**WHAT THIS EXERCISE ASKS:**
(a) In the article on the Massachusetts medical device industry, how many people did medical device makers employ in Massachusetts in 2004?
(b) Return the passage of the article on the Massachusetts medical device industry from "For Massachusetts, barriers" to "parts, Mr. Sommer said.", copied word for word.
(c) According to the article on the Massachusetts medical device industry, why are European manufacturers turning to Massachusetts companies to make parts?

─── SOURCE PASSAGE

Employment, investment and sales data all show that medical device companies are not just surviving but making a solid contribution to the state’s economic climate, said Michael D. Goodman, institute director of economic and public policy research.

“Massachusetts has, in the medical device industry, a stable employer, and I think that’s quite notable,” Mr. Goodman said yesterday at the annual meeting of the Massachusetts Medical Device Industry Council, or MassMEDIC, at the John F. Kennedy Library.

Medical device makers employed 20,555 people in Massachusetts in 2004, according to the most recent federal economic census numbers. That was up from 20,370 in 2001, the date of the previous economic census. During the same four-year period, however, the state lost about 100,000 manufacturing jobs.

Only two other states — California and Minnesota — had bigger medical device work forces in 2004 than Massachusetts. In addition, the medical device industry was responsible for another 29,040 Massachusetts jobs at suppliers and other businesses in 2004.

“We’re looking at an overall contribution to the state economy of just over $8 billion,” Mr. Goodman said.

MassMEDIC drew about 400 to its 11th annual meeting yesterday, an event that comes as companies in the state are grappling with globalization, mergers and acquisitions and the rise of private equity investments in public companies.

Since about 2000, medical device exports from Massachusetts have been rising faster than overall state exports, Mr. Goodman said. Medical device exports in 2006 totaled $2.5 billion, or 10.5 percent of all state exports, and the state has strong medical device markets in western Europe and Japan.

“The reliance of the Massachusetts export economy on medical instruments and medical exports only seems to be growing,” he said.

Across the country, many of the medical device makers with the best stock growth are the medium-sized companies such as Cytyc Corp. of Marlboro, according to Rachel H. Gravelin, managing director of Bank of America’s healthcare investment banking group. Cytyc’s stock rose 244 percent since 2002 as it has acquired businesses that observers might once have expected industry heavyweights such as Johnson & Johnson to purchase, she said.

“That speaks of how well the street (Wall Street) has responded,” Ms. Gravelin said.

Private equity investors such as the Blackstone Group, Bain & Co. and the Carlyle Group are also investing in medical device companies, sometimes paying nearly nine times earnings before interest, taxes, depreciation and amortization, a key measurement. What private equity investors like are the clean balance sheets, good management teams and predictable ways to get out of investments, Ms. Gravelin said.

“I think they’re going to be here, and they’re going to be here big,” she said.

For Massachusetts, barriers to the growth of medical device companies remain the same things that are hampering other industries, notably the high price of housing, according to Thomas J. Sommer, MassMEDIC president. But another economic force is actually helping certain companies. As the dollar has declined relative to certain currencies, European manufacturers are turning to Massachusetts companies to manufacture parts, Mr. Sommer said.

“We look very, very attractive to overseas manufacturers who are looking for quality workers,” Mr. Sommer said.

The educated, skilled workers employed in medical device businesses may even be shoring up the state’s overall manufacturing industry, Mr. Goodman said in an interview.

“I think there is also the danger of losing one’s manufacturing edge, but I think this industry is preventing that from happening,” he said.

MassMEDIC wrapped up its conference with an appearance by New England Patriots linebacker Tedy Bruschi, who overcame a 2005 stroke and heart surgery to resume a professional football career that has included three Super Bowl championships. Mr. Bruschi, wearing a cast on his right wrist, which was broken last year, said he relied on hard work and determination, skills he learned early in his career, to battle back from his stroke.

“Every day that I play professional football helps me be what I am,” Mr. Bruschi said. “I’m a father, I’m a husband, I’m a three-time world champion and I’m a stroke survivor.”

──────
─── RECORD EXTRACTS

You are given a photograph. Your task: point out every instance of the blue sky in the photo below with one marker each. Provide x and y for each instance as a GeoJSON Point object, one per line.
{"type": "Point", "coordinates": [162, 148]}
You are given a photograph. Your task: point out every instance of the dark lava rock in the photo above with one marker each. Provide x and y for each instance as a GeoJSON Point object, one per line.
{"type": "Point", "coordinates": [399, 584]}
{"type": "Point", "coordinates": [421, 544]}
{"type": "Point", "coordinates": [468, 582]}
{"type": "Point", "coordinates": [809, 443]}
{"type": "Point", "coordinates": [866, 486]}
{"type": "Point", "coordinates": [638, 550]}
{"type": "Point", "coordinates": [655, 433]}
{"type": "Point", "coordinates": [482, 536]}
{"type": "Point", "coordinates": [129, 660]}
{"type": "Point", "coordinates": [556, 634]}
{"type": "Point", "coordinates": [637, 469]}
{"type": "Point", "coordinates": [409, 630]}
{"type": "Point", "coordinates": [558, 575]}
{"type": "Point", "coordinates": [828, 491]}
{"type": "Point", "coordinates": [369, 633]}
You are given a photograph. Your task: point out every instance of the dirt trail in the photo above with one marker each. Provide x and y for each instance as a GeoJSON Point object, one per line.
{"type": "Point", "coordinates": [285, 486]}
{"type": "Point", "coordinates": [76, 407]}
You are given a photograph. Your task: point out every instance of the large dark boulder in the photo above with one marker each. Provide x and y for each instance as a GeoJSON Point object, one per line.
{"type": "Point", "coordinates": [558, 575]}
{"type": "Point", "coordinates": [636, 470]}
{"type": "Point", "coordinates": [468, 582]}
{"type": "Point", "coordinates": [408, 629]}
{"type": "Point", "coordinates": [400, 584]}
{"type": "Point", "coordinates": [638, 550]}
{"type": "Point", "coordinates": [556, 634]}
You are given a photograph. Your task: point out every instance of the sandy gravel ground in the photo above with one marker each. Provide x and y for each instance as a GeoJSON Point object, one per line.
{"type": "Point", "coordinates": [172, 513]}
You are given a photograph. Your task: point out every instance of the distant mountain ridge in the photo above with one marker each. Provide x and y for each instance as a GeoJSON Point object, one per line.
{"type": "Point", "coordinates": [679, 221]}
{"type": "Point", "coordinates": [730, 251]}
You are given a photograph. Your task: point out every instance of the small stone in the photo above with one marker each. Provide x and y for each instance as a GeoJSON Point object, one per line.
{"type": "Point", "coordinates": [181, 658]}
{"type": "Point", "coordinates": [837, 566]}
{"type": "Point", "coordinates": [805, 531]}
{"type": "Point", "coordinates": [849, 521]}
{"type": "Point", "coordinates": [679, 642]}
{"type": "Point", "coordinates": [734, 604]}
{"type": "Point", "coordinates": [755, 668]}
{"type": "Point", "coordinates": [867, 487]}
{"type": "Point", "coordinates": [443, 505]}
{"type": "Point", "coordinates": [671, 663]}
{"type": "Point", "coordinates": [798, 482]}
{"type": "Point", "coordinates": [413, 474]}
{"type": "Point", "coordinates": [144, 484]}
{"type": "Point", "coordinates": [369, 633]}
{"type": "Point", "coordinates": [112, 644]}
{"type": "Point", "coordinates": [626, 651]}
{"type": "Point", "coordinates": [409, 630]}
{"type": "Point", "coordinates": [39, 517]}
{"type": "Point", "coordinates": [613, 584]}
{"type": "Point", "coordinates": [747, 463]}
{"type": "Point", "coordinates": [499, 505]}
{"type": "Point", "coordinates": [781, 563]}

──────

**SOLUTIONS TO EACH TASK:**
(a) 20,555 people.

(b)
For Massachusetts, barriers to the growth of medical device companies remain the same things that are hampering other industries, notably the high price of housing, according to Thomas J. Sommer, MassMEDIC president. But another economic force is actually helping certain companies. As the dollar has declined relative to certain currencies, European manufacturers are turning to Massachusetts companies to manufacture parts, Mr. Sommer said.

(c) The dollar has declined relative to certain currencies, so European manufacturers are turning to Massachusetts companies to manufacture parts. Mr. Sommer adds that Massachusetts looks very attractive to overseas manufacturers who are looking for quality workers.